■ **DATA RECORDS**
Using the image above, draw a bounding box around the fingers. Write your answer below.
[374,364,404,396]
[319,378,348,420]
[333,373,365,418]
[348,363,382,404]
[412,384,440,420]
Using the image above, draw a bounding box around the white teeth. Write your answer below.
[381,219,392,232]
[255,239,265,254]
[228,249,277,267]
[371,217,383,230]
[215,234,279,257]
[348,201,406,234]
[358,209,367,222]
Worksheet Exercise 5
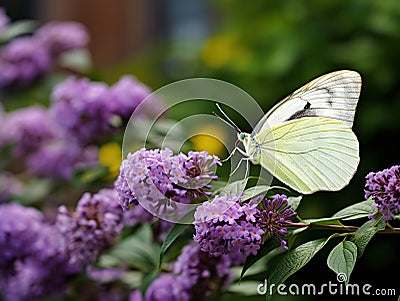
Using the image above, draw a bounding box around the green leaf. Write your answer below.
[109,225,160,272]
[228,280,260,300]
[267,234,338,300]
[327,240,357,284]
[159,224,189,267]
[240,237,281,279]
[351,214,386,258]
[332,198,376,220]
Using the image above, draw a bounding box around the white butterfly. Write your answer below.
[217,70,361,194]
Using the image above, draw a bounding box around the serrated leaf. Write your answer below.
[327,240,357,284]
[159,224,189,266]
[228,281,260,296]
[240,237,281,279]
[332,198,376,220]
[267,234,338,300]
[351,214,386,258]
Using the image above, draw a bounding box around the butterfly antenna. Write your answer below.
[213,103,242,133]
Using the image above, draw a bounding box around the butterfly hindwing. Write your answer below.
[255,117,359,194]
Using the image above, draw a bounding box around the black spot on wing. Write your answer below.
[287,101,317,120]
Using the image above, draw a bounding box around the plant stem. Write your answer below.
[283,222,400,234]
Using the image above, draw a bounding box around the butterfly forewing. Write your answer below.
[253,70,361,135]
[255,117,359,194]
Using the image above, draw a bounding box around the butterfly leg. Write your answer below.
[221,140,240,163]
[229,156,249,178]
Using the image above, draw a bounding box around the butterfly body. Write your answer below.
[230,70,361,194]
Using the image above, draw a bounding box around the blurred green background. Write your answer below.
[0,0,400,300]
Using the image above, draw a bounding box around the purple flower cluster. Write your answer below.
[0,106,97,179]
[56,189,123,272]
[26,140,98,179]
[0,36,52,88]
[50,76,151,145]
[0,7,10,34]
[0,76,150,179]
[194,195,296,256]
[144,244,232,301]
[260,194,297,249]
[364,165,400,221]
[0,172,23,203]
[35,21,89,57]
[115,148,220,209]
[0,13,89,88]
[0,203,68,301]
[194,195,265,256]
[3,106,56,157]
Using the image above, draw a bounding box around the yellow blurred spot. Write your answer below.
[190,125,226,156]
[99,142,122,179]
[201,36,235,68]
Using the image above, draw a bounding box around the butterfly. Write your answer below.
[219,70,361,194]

...

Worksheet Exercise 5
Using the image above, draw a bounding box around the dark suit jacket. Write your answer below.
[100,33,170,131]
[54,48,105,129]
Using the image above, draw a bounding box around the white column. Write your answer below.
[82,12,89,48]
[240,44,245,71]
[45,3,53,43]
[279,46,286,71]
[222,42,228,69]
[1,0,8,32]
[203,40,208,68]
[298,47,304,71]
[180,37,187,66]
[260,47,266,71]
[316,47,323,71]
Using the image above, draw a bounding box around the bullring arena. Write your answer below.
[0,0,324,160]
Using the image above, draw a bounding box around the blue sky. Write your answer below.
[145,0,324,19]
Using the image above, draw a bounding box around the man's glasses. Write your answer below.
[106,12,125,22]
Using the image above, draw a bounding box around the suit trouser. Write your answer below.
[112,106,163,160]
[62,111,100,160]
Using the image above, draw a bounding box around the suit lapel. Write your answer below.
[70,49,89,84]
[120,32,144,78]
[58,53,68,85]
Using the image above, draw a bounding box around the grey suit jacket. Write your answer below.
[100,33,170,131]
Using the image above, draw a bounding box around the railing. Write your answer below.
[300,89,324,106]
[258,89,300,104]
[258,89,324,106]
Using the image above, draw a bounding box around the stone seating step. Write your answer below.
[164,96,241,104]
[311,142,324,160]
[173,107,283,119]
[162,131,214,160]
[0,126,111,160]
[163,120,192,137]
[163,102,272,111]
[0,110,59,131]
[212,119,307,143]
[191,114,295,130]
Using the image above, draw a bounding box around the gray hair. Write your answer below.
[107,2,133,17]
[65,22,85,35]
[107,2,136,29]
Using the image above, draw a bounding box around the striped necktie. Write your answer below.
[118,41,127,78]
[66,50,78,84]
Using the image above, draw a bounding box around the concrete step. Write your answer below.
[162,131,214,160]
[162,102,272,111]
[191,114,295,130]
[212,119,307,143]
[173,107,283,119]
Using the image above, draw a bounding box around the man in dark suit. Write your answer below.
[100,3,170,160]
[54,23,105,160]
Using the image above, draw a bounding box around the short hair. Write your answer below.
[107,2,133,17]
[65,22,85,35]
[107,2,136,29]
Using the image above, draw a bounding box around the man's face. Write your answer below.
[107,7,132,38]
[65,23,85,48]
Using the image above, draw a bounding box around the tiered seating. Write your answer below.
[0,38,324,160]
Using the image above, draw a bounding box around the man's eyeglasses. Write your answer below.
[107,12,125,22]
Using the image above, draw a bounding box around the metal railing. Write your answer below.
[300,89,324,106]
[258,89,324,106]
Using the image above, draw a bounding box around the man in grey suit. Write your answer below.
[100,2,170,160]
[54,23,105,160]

■ **TASK GOAL**
Copy out the lines above, without changes, from the line with "Using the image above, draw a bounding box around the bullring" to the line with "[106,12,125,22]", including both of those lines.

■ **REPLY TO THE EXERCISE**
Using the image above, draw a bounding box around the bullring arena. Write your answer below.
[0,0,324,160]
Using the image above, draw a bounding box around the blue sky. Write your answer below.
[145,0,324,19]
Using the image above, draw a bounding box around the man's glasses. Write your answer below.
[106,12,125,22]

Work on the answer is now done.